INSTRUCTION →
Copy the items starting at the line containing "bin in the photo above. Give pixel coordinates." and ending at the last item, swapping "metal pole" for "steel pole" and leaving everything else unchanged.
-------
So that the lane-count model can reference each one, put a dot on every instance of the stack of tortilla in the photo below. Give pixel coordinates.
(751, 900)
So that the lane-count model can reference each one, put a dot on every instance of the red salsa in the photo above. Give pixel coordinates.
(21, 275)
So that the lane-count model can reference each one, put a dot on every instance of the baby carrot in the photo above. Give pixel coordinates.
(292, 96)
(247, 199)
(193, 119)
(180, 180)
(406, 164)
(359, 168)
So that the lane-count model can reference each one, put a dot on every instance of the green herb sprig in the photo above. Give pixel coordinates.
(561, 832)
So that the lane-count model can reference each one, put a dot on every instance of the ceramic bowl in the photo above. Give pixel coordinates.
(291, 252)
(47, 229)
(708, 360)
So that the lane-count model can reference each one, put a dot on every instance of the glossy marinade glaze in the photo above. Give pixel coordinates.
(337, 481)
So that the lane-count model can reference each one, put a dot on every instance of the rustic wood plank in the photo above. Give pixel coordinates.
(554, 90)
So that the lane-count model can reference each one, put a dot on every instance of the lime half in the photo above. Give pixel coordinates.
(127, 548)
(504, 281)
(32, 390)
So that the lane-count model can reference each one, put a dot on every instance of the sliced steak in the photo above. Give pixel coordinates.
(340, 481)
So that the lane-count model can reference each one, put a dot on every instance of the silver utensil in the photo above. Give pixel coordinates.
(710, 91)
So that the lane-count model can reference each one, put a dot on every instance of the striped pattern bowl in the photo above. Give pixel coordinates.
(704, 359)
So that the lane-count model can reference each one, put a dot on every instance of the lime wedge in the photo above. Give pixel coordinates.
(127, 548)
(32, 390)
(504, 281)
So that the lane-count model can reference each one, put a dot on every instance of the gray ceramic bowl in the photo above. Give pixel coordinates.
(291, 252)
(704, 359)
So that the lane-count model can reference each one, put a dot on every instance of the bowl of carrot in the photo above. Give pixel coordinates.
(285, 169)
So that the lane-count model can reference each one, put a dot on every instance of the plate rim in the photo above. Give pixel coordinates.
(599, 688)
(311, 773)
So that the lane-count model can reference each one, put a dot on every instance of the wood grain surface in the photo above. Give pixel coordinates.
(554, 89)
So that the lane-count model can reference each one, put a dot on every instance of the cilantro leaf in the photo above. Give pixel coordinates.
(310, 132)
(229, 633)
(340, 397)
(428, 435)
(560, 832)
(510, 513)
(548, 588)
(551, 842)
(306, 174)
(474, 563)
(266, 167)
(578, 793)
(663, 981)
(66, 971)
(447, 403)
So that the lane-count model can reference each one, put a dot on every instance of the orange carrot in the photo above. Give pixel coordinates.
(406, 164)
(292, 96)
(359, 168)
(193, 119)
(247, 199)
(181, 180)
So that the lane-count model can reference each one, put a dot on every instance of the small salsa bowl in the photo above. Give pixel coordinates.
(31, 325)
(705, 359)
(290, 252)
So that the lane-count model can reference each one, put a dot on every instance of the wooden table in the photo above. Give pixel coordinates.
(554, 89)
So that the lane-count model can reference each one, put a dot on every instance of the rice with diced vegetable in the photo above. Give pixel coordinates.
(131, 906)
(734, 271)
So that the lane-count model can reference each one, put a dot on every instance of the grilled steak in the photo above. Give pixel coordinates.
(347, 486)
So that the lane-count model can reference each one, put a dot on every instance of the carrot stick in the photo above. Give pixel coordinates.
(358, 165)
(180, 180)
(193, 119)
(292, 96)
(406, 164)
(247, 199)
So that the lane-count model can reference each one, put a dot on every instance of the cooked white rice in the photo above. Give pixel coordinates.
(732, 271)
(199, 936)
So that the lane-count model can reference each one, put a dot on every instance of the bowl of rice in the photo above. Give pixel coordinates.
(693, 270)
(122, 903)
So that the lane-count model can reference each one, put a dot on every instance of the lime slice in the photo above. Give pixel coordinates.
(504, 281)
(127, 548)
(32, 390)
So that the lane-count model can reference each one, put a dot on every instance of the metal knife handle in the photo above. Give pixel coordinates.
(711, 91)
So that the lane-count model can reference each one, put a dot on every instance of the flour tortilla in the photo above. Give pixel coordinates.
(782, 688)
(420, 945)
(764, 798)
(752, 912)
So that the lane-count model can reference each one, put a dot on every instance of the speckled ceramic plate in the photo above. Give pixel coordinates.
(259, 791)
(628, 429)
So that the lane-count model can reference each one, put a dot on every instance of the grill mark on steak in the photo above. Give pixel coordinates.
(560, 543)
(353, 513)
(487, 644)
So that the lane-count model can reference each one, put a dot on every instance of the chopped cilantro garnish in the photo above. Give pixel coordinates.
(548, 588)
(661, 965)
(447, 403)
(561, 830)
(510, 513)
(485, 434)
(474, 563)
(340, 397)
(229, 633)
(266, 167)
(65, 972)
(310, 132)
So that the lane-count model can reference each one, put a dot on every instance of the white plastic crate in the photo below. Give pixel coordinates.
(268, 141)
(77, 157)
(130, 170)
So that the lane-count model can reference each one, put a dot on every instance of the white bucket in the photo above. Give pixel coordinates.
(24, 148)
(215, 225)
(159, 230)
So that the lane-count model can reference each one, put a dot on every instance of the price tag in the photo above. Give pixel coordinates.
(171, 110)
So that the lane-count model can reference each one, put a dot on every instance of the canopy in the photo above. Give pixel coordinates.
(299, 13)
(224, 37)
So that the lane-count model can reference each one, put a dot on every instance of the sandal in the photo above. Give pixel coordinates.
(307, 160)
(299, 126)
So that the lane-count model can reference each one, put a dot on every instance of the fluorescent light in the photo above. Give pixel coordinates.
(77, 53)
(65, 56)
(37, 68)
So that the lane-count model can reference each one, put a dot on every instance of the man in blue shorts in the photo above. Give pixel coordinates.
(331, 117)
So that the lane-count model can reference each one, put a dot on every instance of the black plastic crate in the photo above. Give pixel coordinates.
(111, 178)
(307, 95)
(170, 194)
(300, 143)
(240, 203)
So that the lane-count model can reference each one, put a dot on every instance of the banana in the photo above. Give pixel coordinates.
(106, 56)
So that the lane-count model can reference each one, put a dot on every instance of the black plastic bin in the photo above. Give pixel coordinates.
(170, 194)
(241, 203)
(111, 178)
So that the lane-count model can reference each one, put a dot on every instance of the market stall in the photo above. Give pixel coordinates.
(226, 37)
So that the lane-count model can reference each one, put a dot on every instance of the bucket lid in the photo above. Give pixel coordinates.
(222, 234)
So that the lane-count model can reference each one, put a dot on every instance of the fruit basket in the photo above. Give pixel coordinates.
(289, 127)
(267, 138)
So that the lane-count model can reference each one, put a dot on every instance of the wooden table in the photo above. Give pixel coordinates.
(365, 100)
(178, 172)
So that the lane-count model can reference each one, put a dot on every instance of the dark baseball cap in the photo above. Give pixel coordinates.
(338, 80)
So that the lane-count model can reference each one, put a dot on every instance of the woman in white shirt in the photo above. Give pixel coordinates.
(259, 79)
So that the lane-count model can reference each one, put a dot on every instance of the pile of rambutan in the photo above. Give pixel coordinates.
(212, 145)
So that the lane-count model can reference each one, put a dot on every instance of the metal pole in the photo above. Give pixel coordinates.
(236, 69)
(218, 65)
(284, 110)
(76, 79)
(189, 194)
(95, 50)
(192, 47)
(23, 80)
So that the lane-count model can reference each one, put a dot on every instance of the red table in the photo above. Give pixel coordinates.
-------
EXPECTED ANSWER →
So that the lane-count model can reference each one, put a dot on every instance of the black plastic bin in the photo above. Give pixel coordinates.
(170, 194)
(241, 203)
(111, 178)
So that the lane-count model can reference each one, put a dot on every instance of the market stall in the photo above. Give pixel coordinates.
(226, 37)
So that the lane-count model can reference each one, put a dot on every instance of the bucket lid in the photo above. Give pixel coordinates.
(222, 234)
So that the lane-count model can reference each one, put a dot on every instance of the fruit basket in the photo above. Give pixel coordinates.
(289, 127)
(267, 138)
So that the lane-count model can reference each one, put a dot on every instance of the wooden table in the photo above. Give pixel coordinates.
(365, 100)
(178, 172)
So that the lane-count model can reference each one, put a dot on every instance of the dark baseball cap in the photo above. Give pixel coordinates.
(338, 80)
So that the lane-count model can reference each one, put a dot on every instance of the woman in white shirt in the photo above. Give pixel coordinates.
(259, 79)
So that the lane-count model can reference each one, put a dot on every instance of the pile of rambutan in the photo above. Give pixel coordinates.
(212, 145)
So that the lane-count model can reference each one, put a dot on every instance of the steel pole in the photo above. Give pixel coordinates.
(236, 69)
(218, 65)
(284, 110)
(76, 79)
(189, 194)
(95, 50)
(192, 47)
(23, 80)
So that the lane-count model can reference each one, put a dot on every instance of the red table in the photo above. Give pixel coordinates.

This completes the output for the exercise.